═══ Extrait
Même ma voiture est pleine de livres. Mes maitres dans ce chemin de la lecture  ont été l’écrivain  Jorge Luis Borges et le grand écrivain arabe Abū Uthman al-Jālil. Je lis la poésie à haute voix tandis que je lis la prose en silence.
Aimez-vous lire pendant le Ramadan ?
J’aime lire pendant ce mois sacré, car la lecture pour moi est une habitude quotidienne. D’ailleurs, ce mois sacré  m’offre une belle occasion pour lire et relire les livres historiques, romans ou essais tels que les romans d’Amin Maalouf, Gilbert Sinoué …et les livres de la culture des mœurs et  des  pensées et bien évidemment  les livres spirituels tels  que ceux du grand maitre Moheïddine Ibn Arabî.
Quelles sont vos lectures programmées au cours de ce mois ?
Cette année, je vais programmer quelques livres marocains, notamment ceux d’Abdelfattah Kilito. Je les lirai et relirai en attendant l’occasion pour écrire sur leur monde culturel.

****

Ramadan
Prière, paix, générosité… et quelque chose d’autre

Comme chaque année, les musulmans du monde entier accueillent  jovialement leur mois sacré : le ramadan. Ce mois de l’année est très particulier chez la communauté musulmane. Toutes les activités sont généralement consacrées à la prière et au recueillement, à la lecture des versets coraniques et à la méditation sur la grandeur du Dieu  manifeste dans sa création.
Comme tout le monde le sait, le ramadan coïncide cette année avec la saison estivale. Alors que la chaleur a déjà commencé à bruler les boulevards, les prix quant à eux torturent les poches des simples citoyens. Avec les longues heures de journée, le ramadan demeure pour certains  « jeûneurs » un mois de paresse, de nervosité et une occasion pour consommer de plus en plus de grandes quantités de drogues.
Quelques phénomènes émergent également pendant ce mois. Dans les rues et les marchés, des villes abritent  durant les deux ou trois heures précédant la rupture du jeûne des spectacles agressifs et des  violences menées par des jeûneurs de type particulier. Ils saisissent cette occasion pour manifester leur colère :   

La «Tramdina».
══════
═══ Enregistrements fournis
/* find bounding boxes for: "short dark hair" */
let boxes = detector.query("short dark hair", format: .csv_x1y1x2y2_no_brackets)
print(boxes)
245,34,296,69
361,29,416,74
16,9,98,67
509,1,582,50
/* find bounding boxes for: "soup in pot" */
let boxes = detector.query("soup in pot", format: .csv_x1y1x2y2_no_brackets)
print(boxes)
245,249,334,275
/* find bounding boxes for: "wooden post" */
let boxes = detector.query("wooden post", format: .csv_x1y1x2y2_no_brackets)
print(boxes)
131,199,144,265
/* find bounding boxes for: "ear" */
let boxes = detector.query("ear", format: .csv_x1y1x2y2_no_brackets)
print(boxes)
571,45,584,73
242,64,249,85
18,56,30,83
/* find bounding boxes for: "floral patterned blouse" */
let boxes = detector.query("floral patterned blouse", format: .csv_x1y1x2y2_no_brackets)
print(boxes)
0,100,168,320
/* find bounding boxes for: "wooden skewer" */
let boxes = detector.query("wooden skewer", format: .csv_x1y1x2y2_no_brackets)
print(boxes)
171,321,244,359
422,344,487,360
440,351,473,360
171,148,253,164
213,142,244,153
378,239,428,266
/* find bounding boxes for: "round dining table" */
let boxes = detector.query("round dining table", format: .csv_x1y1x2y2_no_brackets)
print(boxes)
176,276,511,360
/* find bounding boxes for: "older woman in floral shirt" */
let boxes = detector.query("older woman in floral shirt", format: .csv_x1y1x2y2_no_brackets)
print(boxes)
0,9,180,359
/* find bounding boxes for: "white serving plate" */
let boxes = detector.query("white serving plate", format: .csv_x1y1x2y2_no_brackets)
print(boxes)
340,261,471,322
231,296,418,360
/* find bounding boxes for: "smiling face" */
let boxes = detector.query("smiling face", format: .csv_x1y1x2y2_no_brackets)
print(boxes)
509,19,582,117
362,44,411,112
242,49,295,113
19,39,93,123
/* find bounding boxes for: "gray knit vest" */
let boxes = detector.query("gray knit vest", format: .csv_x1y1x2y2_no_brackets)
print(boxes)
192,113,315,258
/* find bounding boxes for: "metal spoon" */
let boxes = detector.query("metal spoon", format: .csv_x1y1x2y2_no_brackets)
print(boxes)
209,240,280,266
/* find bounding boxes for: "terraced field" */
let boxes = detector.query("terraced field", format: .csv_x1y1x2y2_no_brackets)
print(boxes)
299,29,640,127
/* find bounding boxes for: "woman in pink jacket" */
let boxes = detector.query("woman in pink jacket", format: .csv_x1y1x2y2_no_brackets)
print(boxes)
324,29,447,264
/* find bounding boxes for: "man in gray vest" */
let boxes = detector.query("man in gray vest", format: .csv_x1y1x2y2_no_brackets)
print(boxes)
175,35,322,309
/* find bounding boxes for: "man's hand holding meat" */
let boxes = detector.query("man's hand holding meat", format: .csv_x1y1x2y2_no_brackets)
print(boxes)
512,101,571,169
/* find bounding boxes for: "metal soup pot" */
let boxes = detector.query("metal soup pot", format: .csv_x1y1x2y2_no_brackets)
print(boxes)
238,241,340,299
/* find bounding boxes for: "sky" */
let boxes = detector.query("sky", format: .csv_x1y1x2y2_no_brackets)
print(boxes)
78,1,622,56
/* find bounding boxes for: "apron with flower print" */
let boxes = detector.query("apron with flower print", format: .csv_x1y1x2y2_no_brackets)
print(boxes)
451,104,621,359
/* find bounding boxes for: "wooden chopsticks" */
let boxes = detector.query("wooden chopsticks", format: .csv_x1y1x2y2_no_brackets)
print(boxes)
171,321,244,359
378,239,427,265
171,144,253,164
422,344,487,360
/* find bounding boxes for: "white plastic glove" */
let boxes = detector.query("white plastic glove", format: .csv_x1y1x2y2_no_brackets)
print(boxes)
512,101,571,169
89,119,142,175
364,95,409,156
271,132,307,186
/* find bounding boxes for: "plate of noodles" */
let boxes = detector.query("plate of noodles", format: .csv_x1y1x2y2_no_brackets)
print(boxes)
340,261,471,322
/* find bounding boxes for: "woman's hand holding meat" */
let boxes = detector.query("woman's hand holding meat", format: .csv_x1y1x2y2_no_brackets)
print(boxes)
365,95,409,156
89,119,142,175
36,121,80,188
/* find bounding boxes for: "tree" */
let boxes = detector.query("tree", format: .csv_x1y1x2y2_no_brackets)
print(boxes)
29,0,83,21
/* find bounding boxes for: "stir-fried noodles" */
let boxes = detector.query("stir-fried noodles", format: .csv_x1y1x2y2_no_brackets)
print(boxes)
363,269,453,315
══════
Travail demandé — Mettez à jour le passage de l'extrait qui va de « Quelles sont vos » jusqu'à « leur monde culturel. » en remplaçant « livres marocains » par « romans marocains ».

Réponse —
Quelles sont vos lectures programmées au cours de ce mois ?
Cette année, je vais programmer quelques romans marocains, notamment ceux d’Abdelfattah Kilito. Je les lirai et relirai en attendant l’occasion pour écrire sur leur monde culturel.